§ Source extract:
========================

As we age, we face a growing likelihood that we will experience lower back pain and cervical spine pain: our vertebral discs wear down and grow more brittle and we develop arthritis and inflammation in our joints.
But a new study has found that postmenopausal women who endure a significant amount of stress are at even greater risk for back issues. Researchers found that social strain can lead older women to a greater risk for osteoporosis and fractures.
The six-year-long study was conducted by researchers at the University of Arizona in Tucson and involved over 11,000 postmenopausal women. Each submitted to bone mineral density tests and mood assessments during the course of the study, rating their stress, the level of negativity in their relationships, how much support they received from their social network, and the quality of their relationships. Their responses were then compared to their bone density studies.
According to Shawna Follis, the study’s lead author, each one-point increase in social strain was associated with 0.082% greater loss in bone density in the neck, 0.108% greater bone density loss at the hip, and 0.069% greater bone density loss in the lower spine. Each of these decreases makes it more likely that the women would eventually experience lower back or neck pain requiring intervention.
Speaking of the impact of stress on postmenopausal women’s bodies and overall health, Follis wrote, “Fractures are a major societal burden affecting 1 in 2 older women, due to a variety of risk factors that lead to bone loss. We found that high social stress is one risk factor that increases bone loss in aging women.” Her study made corrections to account for other factors that could have reduced bone density, including smoking, weight, hormone therapy, physical activity, and age at menopause.
Interestingly, different types of stress had specific impacts: where women reported lower social functioning, the bone density loss was more likely to occur in the neck and hip, while women who reported low levels of social support were more likely to experience bone mineral density loss in the neck.
Though the study did not make a direct link between stress and osteoporosis, fractures or falls, its results suggest that postmenopausal women might benefit physically from stress management.
According to Dr. JoAnn Pinkerton, director of midlife health at the University of Virginia Health System in Charlottesville, Virginia and executive director emeritus of the North American Menopause Society, “For women who are anxious or have higher social stress levels, mindfulness, cognitive therapy, self-calming strategies, yoga, counseling, access to community building, or, if needed, medications might decrease the psychosocial stress levels.”
Suffering from osteoporosis makes it far more likely that you will experience spine pain in the future, and the vertebral compression fractures that can result from the condition can lead to the need for minimally invasive spine surgery.

========================

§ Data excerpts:
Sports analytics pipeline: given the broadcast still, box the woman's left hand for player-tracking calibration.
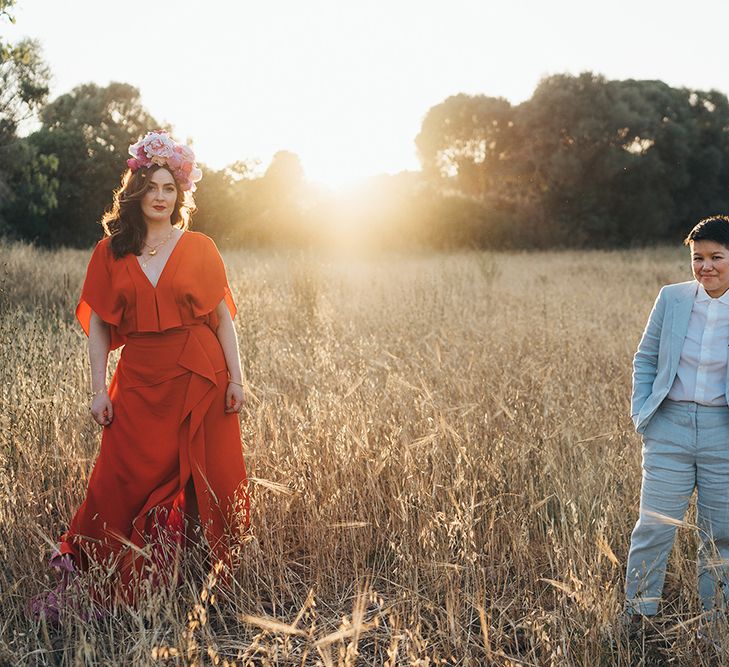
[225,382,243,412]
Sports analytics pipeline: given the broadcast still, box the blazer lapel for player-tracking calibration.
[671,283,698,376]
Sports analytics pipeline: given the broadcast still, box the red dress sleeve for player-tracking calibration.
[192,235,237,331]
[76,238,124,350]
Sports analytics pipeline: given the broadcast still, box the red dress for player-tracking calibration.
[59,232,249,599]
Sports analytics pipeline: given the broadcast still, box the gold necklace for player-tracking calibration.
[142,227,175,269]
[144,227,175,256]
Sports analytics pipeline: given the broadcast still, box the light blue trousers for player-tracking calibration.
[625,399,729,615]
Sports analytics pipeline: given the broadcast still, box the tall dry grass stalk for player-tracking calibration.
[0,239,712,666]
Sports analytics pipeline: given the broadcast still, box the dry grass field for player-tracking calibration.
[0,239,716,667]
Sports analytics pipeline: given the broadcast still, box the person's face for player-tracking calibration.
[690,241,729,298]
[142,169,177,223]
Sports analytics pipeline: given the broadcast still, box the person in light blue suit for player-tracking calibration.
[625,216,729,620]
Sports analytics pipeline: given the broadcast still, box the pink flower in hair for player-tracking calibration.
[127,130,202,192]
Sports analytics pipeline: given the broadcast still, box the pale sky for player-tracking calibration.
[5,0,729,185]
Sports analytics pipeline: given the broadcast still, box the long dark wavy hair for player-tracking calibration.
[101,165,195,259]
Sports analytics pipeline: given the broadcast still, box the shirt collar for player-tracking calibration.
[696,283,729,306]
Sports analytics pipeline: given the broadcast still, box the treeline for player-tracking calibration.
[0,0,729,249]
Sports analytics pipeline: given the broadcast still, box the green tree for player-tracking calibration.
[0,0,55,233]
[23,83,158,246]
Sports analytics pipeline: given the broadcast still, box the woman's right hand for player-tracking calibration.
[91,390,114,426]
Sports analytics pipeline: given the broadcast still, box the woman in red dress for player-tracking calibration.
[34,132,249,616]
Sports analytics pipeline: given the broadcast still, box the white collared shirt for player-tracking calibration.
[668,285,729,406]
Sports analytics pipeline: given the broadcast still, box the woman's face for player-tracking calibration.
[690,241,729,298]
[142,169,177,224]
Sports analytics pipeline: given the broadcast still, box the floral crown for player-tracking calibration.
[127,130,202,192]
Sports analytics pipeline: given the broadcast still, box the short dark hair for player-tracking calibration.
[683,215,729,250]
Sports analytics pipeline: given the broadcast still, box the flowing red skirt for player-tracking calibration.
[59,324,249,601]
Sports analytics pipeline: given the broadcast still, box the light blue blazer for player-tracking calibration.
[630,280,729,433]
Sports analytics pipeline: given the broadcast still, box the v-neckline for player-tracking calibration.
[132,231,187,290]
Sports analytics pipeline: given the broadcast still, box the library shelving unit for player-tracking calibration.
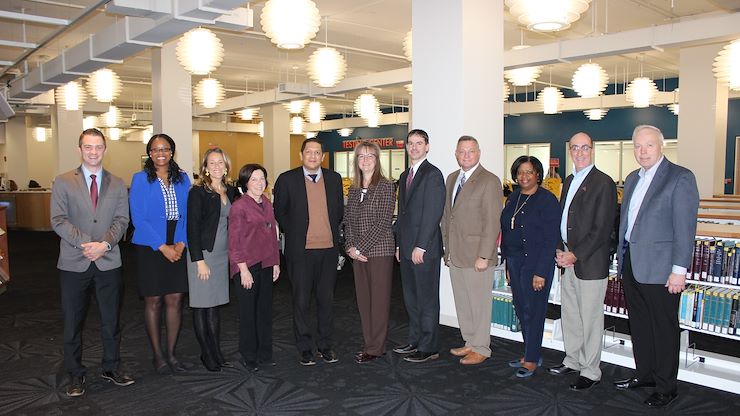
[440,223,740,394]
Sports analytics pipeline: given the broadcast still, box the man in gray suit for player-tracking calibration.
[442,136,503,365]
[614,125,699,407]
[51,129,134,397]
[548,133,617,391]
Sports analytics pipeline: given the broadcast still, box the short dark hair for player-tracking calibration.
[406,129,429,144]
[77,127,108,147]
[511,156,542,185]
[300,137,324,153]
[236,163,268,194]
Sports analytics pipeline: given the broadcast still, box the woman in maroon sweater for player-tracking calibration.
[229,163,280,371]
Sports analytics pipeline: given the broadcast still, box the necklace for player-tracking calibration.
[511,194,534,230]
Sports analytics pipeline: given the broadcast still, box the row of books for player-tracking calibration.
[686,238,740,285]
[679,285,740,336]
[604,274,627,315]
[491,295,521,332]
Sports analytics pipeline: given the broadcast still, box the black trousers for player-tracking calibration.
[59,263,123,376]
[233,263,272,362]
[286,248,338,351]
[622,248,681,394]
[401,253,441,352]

========================

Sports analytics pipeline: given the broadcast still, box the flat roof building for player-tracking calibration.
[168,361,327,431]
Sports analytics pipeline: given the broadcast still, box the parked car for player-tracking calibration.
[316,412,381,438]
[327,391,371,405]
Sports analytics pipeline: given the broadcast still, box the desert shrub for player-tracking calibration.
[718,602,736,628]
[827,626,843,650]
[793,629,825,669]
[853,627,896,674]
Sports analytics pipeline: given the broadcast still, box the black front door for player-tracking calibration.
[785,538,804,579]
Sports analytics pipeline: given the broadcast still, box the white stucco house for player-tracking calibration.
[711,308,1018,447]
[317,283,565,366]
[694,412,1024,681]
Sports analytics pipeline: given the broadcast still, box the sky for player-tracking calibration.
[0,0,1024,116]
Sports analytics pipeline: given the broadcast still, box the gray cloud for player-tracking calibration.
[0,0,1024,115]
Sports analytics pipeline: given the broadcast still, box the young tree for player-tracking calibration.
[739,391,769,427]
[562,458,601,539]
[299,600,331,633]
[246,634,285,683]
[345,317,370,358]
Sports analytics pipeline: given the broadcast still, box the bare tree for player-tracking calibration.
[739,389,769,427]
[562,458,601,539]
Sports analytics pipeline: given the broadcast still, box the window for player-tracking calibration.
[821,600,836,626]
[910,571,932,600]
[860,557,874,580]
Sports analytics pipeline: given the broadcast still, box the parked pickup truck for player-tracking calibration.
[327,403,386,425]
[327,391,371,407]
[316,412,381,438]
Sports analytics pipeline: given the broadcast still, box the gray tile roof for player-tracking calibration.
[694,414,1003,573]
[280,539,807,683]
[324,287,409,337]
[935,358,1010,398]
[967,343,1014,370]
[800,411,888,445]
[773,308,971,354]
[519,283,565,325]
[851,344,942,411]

========================

§ What is being asked: Edit the passage of the stress and bone loss article that opens with the words containing "According to Dr." and closes with "invasive spine surgery.", replacing "mindfulness" with "meditation". The rows are separate material, unconnected to the stress and bone loss article.

§ Response:
According to Dr. JoAnn Pinkerton, director of midlife health at the University of Virginia Health System in Charlottesville, Virginia and executive director emeritus of the North American Menopause Society, “For women who are anxious or have higher social stress levels, meditation, cognitive therapy, self-calming strategies, yoga, counseling, access to community building, or, if needed, medications might decrease the psychosocial stress levels.”
Suffering from osteoporosis makes it far more likely that you will experience spine pain in the future, and the vertebral compression fractures that can result from the condition can lead to the need for minimally invasive spine surgery.